PROBLEM DETAILS: Revise the data below so that every instance of "precision sprayer" becomes "spot sprayer", keeping everything else unchanged.

RECORDED INFORMATION:
· · · · ·
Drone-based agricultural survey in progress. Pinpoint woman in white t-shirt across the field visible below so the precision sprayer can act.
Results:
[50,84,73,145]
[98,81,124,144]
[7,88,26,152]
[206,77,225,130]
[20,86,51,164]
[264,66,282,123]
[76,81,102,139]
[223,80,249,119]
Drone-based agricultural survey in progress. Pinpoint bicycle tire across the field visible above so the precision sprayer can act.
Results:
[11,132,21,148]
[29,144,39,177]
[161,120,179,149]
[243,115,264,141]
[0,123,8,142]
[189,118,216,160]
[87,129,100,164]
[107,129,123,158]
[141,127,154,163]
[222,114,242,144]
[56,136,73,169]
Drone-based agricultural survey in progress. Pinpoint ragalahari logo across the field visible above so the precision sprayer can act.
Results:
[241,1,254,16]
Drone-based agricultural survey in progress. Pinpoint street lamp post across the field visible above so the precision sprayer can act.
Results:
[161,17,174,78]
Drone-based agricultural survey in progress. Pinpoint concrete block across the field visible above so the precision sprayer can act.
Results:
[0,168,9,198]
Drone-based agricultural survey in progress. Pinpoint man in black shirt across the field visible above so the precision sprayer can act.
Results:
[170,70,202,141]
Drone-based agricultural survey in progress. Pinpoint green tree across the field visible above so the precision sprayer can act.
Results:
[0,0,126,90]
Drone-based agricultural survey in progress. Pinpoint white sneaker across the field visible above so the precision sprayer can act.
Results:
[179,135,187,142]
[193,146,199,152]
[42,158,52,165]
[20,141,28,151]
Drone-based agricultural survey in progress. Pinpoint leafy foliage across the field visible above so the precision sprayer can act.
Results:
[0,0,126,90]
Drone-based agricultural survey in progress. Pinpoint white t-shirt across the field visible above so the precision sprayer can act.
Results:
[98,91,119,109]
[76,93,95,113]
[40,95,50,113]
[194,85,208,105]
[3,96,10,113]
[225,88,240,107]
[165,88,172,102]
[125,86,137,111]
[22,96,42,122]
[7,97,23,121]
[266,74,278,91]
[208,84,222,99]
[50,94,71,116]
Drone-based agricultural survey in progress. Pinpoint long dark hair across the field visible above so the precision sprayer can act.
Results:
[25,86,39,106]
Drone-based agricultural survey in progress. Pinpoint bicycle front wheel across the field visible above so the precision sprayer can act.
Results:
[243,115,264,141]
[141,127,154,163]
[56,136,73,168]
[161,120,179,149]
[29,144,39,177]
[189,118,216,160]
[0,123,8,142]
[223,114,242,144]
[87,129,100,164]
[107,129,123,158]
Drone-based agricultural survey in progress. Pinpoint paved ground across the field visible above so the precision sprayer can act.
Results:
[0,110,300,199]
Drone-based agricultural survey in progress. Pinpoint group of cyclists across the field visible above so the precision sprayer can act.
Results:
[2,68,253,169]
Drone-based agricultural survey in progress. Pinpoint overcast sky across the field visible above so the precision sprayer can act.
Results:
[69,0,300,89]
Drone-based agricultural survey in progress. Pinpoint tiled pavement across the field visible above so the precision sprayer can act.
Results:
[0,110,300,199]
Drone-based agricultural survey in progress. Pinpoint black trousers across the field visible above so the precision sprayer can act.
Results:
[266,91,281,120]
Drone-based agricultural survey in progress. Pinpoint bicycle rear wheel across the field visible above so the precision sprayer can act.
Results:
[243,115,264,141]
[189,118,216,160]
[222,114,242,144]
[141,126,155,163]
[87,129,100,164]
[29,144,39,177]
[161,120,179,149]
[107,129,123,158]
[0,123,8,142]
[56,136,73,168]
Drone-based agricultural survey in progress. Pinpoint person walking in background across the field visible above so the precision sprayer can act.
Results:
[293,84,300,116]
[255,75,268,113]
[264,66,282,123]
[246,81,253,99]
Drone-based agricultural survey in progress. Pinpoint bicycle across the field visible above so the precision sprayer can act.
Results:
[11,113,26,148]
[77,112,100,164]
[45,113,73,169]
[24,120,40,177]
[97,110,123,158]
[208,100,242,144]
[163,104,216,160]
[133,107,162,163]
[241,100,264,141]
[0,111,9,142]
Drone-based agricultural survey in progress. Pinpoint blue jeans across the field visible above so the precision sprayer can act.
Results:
· · · · ·
TASK ANSWER:
Drone-based agricultural survey in progress. Pinpoint woman in white t-shirt across the field visible below so the spot sprayer can act.
Results:
[50,84,73,145]
[98,81,124,144]
[7,88,26,152]
[206,77,225,130]
[20,86,51,164]
[264,66,282,123]
[76,81,102,139]
[223,80,249,119]
Drone-based agricultural survey in progress. Pinpoint bicycle tire across the field visible above so the spot sprayer can act.
Results:
[11,132,21,148]
[29,144,39,177]
[161,120,179,149]
[243,115,264,141]
[0,123,8,142]
[189,118,216,160]
[87,129,100,164]
[107,129,123,158]
[141,127,154,163]
[222,114,242,144]
[56,136,73,169]
Drone-based agricultural survey in progress. Pinpoint ragalahari logo across the field visible above so the spot sprayer can act.
Results:
[241,1,254,16]
Drone-based agricultural survey in progress. Pinpoint street lamp post across the field visible above so the spot sprayer can act.
Results:
[161,17,174,78]
Drone-based agricultural survey in progress. Pinpoint concrete block across the field visible above so the spot sprayer can act.
Results:
[0,168,9,198]
Drone-based agricultural survey in progress. Pinpoint man in black shirt across the field visible above so the spot sprayer can act.
Results:
[170,70,202,141]
Drone-based agricultural survey in progress. Pinpoint green tree across the field visible above so the spot sprayer can act.
Results:
[0,0,126,90]
Drone-based agricultural survey in progress. Pinpoint white sneaker across the field visible above so the spot sprayer can act.
Results:
[179,135,187,142]
[193,146,199,152]
[42,158,52,165]
[20,141,28,151]
Drone-based agricultural survey in progress. Pinpoint leafy foliage across the field visible above so the spot sprayer can act.
Results:
[0,0,126,90]
Drone-based agricultural survey in progress. Pinpoint white t-shirt across the field visible above so the spot sprayer can act.
Results:
[98,91,119,109]
[76,93,95,113]
[40,95,50,113]
[194,85,208,105]
[3,96,10,113]
[225,88,240,107]
[165,88,172,102]
[125,86,137,111]
[22,96,42,122]
[7,97,23,121]
[266,74,278,91]
[208,84,222,99]
[50,94,71,116]
Drone-based agricultural survey in progress. Pinpoint long dark hair across the field visible above so the spot sprayer can act.
Results:
[25,86,39,106]
Drone-based agricultural survey in progress. Pinpoint bicycle front wheel across the field visible above so the spot sprayer can act.
Results:
[243,115,264,141]
[141,127,154,163]
[56,136,73,168]
[161,120,179,149]
[29,144,39,177]
[189,118,216,160]
[0,123,8,142]
[223,114,242,144]
[87,129,100,164]
[107,129,123,158]
Drone-based agricultural survey in progress. Pinpoint paved ground across the field visible above so the spot sprayer can act.
Results:
[0,110,300,199]
Drone-based agricultural survey in progress. Pinpoint group of cyclists across the field visible above so the spot sprayer can act.
Results:
[2,68,253,169]
Drone-based agricultural survey in progress. Pinpoint overcast sky across the field visible above so the spot sprayer can act.
Results:
[69,0,300,89]
Drone-based agricultural survey in progress. Pinpoint tiled pavement across the field visible above so the spot sprayer can act.
Results:
[0,110,300,199]
Drone-based agricultural survey in progress. Pinpoint black trousers across the field visible above so the spot sprayer can act.
Results:
[266,91,281,120]
Drone-based agricultural survey in progress. Pinpoint bicycle rear wheel across the field visible above so the spot sprayer can act.
Results:
[243,115,264,141]
[189,118,216,160]
[222,114,242,144]
[141,126,155,163]
[87,129,100,164]
[29,144,39,177]
[161,120,179,149]
[107,129,123,158]
[0,123,8,142]
[56,136,73,168]
Drone-based agricultural survey in progress. Pinpoint person walking in background across the field visible above so the spot sprayer can act.
Results:
[293,84,300,116]
[255,75,268,113]
[264,66,282,123]
[246,81,253,99]
Drone-based agricultural survey in progress. Pinpoint bicycle across the field visible above so the spot sprayer can act.
Results:
[11,113,26,148]
[77,112,100,164]
[45,113,73,169]
[24,120,40,177]
[97,110,123,158]
[208,100,242,144]
[163,104,216,160]
[133,107,162,163]
[241,100,264,141]
[0,111,9,142]
Drone-based agricultural survey in progress. Pinpoint blue jeans across the field visible above so the spot sprayer can act.
Results:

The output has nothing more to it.